— Brief —
Beginning with the line that includes "Identify every instance of the tree" and ending with the last line of the listing below, write out each line exactly, with no other output.

################

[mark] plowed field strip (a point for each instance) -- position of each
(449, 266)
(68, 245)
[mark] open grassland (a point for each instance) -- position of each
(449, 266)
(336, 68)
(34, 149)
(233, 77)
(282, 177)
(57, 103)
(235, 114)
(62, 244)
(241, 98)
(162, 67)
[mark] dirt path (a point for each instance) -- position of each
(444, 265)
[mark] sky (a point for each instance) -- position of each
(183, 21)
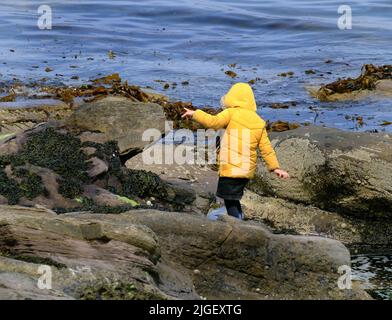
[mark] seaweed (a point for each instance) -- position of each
(31, 184)
(117, 290)
(9, 188)
(141, 183)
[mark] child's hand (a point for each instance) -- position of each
(281, 173)
(188, 113)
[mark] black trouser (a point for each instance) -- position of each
(233, 208)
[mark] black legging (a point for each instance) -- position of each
(233, 208)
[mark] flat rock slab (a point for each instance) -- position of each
(334, 170)
(121, 119)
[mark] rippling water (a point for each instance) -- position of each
(195, 41)
(375, 274)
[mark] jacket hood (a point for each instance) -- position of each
(240, 95)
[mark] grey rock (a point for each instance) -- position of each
(120, 119)
(345, 172)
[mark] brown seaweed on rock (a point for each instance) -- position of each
(370, 75)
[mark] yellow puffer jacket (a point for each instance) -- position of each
(245, 132)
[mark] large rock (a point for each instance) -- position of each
(339, 171)
(195, 183)
(120, 119)
(229, 259)
(88, 259)
(144, 254)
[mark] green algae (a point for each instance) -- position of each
(62, 152)
(118, 290)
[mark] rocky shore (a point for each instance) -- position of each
(75, 195)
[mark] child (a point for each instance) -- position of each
(245, 132)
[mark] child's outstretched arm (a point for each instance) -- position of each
(221, 120)
(269, 156)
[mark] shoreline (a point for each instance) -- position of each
(186, 189)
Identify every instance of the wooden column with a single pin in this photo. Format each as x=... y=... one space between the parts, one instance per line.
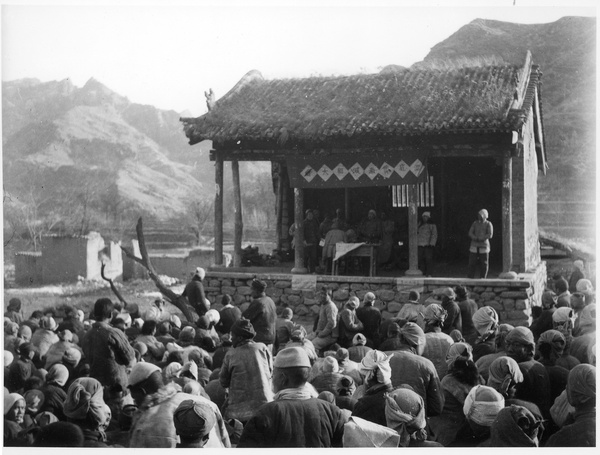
x=239 y=224
x=507 y=213
x=413 y=222
x=281 y=234
x=299 y=233
x=218 y=228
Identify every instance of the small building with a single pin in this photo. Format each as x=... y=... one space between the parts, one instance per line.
x=450 y=141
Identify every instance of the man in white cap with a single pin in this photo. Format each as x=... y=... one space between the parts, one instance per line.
x=426 y=240
x=153 y=424
x=480 y=233
x=194 y=291
x=297 y=418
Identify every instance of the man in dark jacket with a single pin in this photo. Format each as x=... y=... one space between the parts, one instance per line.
x=107 y=349
x=297 y=418
x=194 y=291
x=262 y=314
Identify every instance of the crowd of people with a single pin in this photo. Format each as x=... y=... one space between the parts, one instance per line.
x=443 y=372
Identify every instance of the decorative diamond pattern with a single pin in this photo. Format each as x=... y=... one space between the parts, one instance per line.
x=356 y=171
x=386 y=170
x=308 y=173
x=340 y=171
x=325 y=172
x=402 y=169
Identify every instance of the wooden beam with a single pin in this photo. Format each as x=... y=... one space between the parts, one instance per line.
x=218 y=210
x=507 y=239
x=413 y=221
x=299 y=232
x=239 y=224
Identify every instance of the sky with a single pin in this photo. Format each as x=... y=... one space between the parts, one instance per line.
x=168 y=54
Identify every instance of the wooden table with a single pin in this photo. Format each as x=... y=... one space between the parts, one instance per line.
x=368 y=250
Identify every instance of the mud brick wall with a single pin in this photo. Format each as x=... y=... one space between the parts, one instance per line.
x=512 y=299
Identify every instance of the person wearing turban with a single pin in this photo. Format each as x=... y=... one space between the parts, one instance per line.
x=514 y=426
x=247 y=370
x=481 y=408
x=194 y=292
x=544 y=321
x=480 y=233
x=437 y=342
x=409 y=367
x=85 y=407
x=262 y=314
x=486 y=323
x=550 y=347
x=581 y=394
x=377 y=373
x=461 y=378
x=535 y=387
x=405 y=413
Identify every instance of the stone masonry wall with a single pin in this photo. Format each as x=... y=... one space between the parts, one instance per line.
x=512 y=299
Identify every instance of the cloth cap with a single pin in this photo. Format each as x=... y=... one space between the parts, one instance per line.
x=521 y=335
x=457 y=350
x=10 y=400
x=298 y=334
x=485 y=320
x=330 y=365
x=585 y=286
x=482 y=405
x=48 y=323
x=58 y=373
x=12 y=328
x=8 y=358
x=72 y=356
x=549 y=299
x=84 y=401
x=140 y=372
x=414 y=336
x=581 y=385
x=405 y=413
x=174 y=319
x=259 y=285
x=377 y=362
x=353 y=303
x=342 y=354
x=434 y=313
x=359 y=340
x=187 y=334
x=243 y=328
x=65 y=335
x=34 y=400
x=193 y=419
x=200 y=272
x=292 y=357
x=213 y=316
x=45 y=418
x=190 y=367
x=504 y=368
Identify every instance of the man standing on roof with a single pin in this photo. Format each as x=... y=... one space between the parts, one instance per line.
x=481 y=232
x=426 y=240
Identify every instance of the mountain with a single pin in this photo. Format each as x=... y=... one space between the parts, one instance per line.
x=89 y=140
x=565 y=50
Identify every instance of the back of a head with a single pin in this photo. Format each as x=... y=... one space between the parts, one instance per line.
x=59 y=434
x=103 y=309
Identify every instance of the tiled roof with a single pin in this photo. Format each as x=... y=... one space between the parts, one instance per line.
x=408 y=102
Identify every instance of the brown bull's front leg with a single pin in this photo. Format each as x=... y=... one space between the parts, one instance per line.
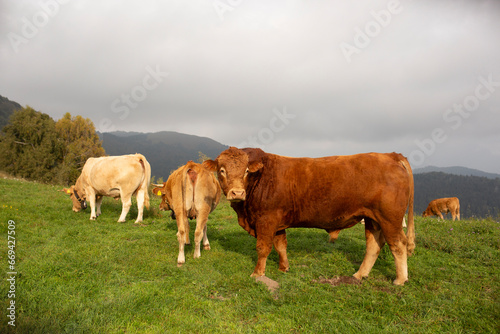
x=280 y=244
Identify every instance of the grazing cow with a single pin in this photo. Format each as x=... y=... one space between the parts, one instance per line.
x=190 y=192
x=115 y=176
x=271 y=193
x=446 y=205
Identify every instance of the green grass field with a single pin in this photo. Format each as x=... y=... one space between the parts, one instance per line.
x=80 y=276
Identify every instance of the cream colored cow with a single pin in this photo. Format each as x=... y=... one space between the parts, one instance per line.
x=115 y=176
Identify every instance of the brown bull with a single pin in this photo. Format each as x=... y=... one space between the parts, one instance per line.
x=190 y=192
x=271 y=193
x=445 y=205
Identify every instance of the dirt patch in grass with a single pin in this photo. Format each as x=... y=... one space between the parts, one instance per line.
x=336 y=281
x=272 y=285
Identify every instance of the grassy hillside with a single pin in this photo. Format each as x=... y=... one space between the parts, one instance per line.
x=80 y=276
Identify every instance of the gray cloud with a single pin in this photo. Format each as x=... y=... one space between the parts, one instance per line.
x=229 y=69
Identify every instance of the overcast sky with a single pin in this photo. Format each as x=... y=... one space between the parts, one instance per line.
x=296 y=78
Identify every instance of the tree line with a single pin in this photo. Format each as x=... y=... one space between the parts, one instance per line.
x=36 y=147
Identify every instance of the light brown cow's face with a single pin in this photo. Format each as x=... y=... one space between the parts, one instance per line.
x=77 y=197
x=233 y=170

################

— Reply to the task —
Identify every instance of the tree line with a single pin in this photo. Format each as x=... y=... one space between the parts, one instance per line.
x=36 y=147
Identify every instance of the light brown cow's face with a single pin in this photo. Format each as x=... y=... one space between the parts, one instance per line.
x=77 y=197
x=233 y=170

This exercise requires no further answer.